# DIRECTIONS
Turn every line of the records below into a Markdown table with two columns, Row and Text. Number the rows, skip blank lines, and leave the pictures out.

(Object position labeling entries)
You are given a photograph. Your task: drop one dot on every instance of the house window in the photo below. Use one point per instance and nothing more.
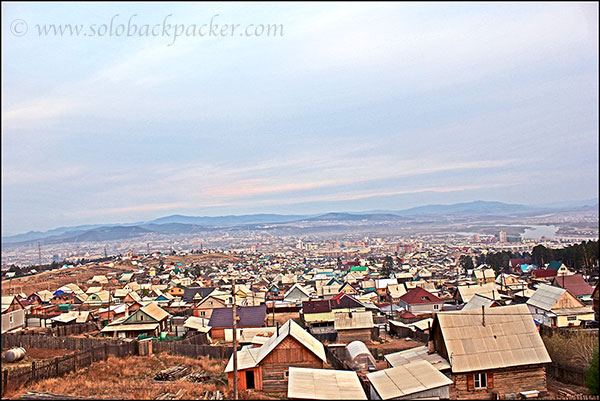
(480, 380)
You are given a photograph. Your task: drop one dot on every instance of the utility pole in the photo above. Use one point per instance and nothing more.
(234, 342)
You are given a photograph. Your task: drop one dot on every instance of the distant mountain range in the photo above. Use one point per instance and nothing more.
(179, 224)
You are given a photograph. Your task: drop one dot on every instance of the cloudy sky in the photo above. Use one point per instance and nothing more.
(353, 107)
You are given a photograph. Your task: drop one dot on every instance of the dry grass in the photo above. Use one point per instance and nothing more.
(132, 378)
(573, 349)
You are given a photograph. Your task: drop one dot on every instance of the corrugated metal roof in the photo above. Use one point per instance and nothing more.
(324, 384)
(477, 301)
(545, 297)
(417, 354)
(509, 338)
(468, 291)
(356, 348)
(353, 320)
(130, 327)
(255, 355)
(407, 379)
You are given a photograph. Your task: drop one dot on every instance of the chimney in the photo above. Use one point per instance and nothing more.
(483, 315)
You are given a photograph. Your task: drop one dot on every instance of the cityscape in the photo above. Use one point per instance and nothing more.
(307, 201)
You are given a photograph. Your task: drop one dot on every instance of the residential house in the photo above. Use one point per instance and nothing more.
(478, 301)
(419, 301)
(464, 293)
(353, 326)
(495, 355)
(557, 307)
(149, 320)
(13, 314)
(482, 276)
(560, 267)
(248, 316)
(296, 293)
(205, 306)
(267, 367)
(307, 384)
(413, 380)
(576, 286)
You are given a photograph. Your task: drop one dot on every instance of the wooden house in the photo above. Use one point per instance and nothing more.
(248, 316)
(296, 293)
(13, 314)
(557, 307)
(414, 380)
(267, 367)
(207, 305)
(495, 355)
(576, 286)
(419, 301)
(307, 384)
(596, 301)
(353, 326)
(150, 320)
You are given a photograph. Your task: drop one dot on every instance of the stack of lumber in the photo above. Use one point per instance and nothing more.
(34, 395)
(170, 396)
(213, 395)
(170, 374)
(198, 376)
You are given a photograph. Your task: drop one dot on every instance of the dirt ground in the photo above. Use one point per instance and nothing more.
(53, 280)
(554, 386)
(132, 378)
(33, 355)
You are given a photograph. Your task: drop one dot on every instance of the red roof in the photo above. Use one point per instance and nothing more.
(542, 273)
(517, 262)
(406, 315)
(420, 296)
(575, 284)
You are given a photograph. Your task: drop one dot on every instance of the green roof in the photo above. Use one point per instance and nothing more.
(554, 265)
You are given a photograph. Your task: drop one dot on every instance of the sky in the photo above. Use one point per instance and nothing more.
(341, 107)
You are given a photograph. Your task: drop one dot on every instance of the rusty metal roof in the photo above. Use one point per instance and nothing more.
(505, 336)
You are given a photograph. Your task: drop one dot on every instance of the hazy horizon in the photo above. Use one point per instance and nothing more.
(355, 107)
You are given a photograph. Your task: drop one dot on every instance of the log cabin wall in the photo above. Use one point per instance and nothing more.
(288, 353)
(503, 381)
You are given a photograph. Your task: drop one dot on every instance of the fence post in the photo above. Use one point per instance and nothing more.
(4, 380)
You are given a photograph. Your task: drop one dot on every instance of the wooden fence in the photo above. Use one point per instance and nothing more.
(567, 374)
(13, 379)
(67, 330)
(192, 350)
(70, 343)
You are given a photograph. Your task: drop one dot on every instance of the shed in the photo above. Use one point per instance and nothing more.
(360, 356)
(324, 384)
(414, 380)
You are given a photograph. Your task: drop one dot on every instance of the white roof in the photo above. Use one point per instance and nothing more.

# THE COMPLETED TASK
| Row | Text |
|---|---|
| 1 | You are given a photograph. Your task: drop one dot on every instance of the house window in the photo below. Use one point per instance and nothing more. |
| 2 | (480, 380) |
| 3 | You are given a photograph. Your task: drop one dot on every instance of the utility pole in the photo above. Use one point per instance and nothing more. |
| 4 | (234, 342) |
| 5 | You are given a photograph. Your task: drop one dot on every instance of the distant mountain range in the photo above. Use one point per instance and nothing more. |
| 6 | (179, 224) |
| 7 | You are given a photograph. Your task: drop one dot on every instance of the cloudy sky in the photo above. Use one point per instance and nothing more. |
| 8 | (353, 107) |
| 9 | You are given a photograph. Your task: drop one dot on every instance of the dry grass in the photo above. Use one point per instance and nothing more. |
| 10 | (132, 378) |
| 11 | (573, 349) |
| 12 | You are given a photograph. Your task: drop one dot on every instance of the corrugated metal roof in the photo above. Use one point per instance and nothing more. |
| 13 | (324, 384) |
| 14 | (477, 301) |
| 15 | (545, 297) |
| 16 | (417, 354) |
| 17 | (509, 338) |
| 18 | (468, 291) |
| 19 | (356, 348) |
| 20 | (353, 320) |
| 21 | (130, 327) |
| 22 | (255, 355) |
| 23 | (407, 379) |
| 24 | You are given a photograph. Your task: drop one dot on every instance of the chimney in the photo above. Use one point per instance and nothing more. |
| 25 | (483, 315) |
| 26 | You are given a photograph. Your task: drop one dot on every instance of the cityscape in the photo above. Use one point per instance and nothing more. |
| 27 | (307, 201) |
| 28 | You are given a photograph. Your task: drop one dot on every instance of the residential house in the photo above. Use one point per instance and nothing more. |
| 29 | (478, 301) |
| 30 | (419, 301) |
| 31 | (464, 293) |
| 32 | (353, 326) |
| 33 | (495, 355) |
| 34 | (557, 307) |
| 35 | (149, 320) |
| 36 | (13, 314) |
| 37 | (482, 276) |
| 38 | (560, 267) |
| 39 | (248, 316) |
| 40 | (296, 293) |
| 41 | (205, 306) |
| 42 | (267, 367) |
| 43 | (307, 384) |
| 44 | (413, 380) |
| 45 | (576, 286) |
| 46 | You are given a photograph. Your task: drop one dot on every instance of the wooden house in the photo above. Use one point per instance and nothing more. |
| 47 | (248, 316) |
| 48 | (296, 293) |
| 49 | (13, 314) |
| 50 | (557, 307) |
| 51 | (414, 380) |
| 52 | (267, 367) |
| 53 | (207, 305) |
| 54 | (495, 355) |
| 55 | (576, 286) |
| 56 | (419, 301) |
| 57 | (307, 384) |
| 58 | (596, 301) |
| 59 | (353, 326) |
| 60 | (150, 320) |
| 61 | You are given a photograph. Your task: drop one dot on every instance of the stack of lumber in the photo above. Use one point per instance and nothing more. |
| 62 | (34, 395) |
| 63 | (170, 396) |
| 64 | (213, 395) |
| 65 | (170, 374) |
| 66 | (198, 376) |
| 67 | You are given a photograph. Your task: drop one dot on every instance of the dirt ground in the photo above. Use one point per instance and nothing more. |
| 68 | (53, 280) |
| 69 | (554, 386) |
| 70 | (132, 378) |
| 71 | (33, 355) |
| 72 | You are given a photograph. Your task: drop one dot on every instance of the red roof in the photo above. Use one point per instance and nothing more. |
| 73 | (542, 273) |
| 74 | (517, 262) |
| 75 | (406, 315) |
| 76 | (420, 296) |
| 77 | (575, 284) |
| 78 | You are given a photograph. Your task: drop one dot on every instance of the green roof in the photo above. Use one point per instance and nothing more. |
| 79 | (554, 265) |
| 80 | You are given a photograph. Your task: drop one dot on every instance of the sky in the photo above. Use one point per instance and nothing more. |
| 81 | (341, 107) |
| 82 | You are given a photograph. Your task: drop one dot on every instance of the rusty metal roof in the photo above. Use one point per instance and nothing more. |
| 83 | (505, 336) |
| 84 | You are given a photograph. Your task: drop one dot on every instance of the hazy horizon in the photo above. Use one point per instance and nothing more. |
| 85 | (355, 107) |
| 86 | You are given a photograph. Your task: drop one dot on every instance of the log cabin wall in the photo above. Use one point per instance and nothing more. |
| 87 | (288, 353) |
| 88 | (503, 381) |
| 89 | You are given a photograph. Your task: drop one dot on every instance of the fence post in the photo above. Use one point per instance and nothing more. |
| 90 | (4, 380) |
| 91 | You are given a photograph. Your task: drop one dot on every instance of the wooden fence in the photo above. Use one point per instance and nothing more. |
| 92 | (567, 374) |
| 93 | (13, 379) |
| 94 | (67, 330) |
| 95 | (192, 350) |
| 96 | (70, 343) |
| 97 | You are given a photograph. Your task: drop one dot on every instance of the shed in the photo above. Use one point per instance and nothing more. |
| 98 | (360, 356) |
| 99 | (324, 384) |
| 100 | (414, 380) |
| 101 | You are given a photograph. Your task: drop one dot on every instance of the white roof in the photo above. Use one point per instance and nothing more. |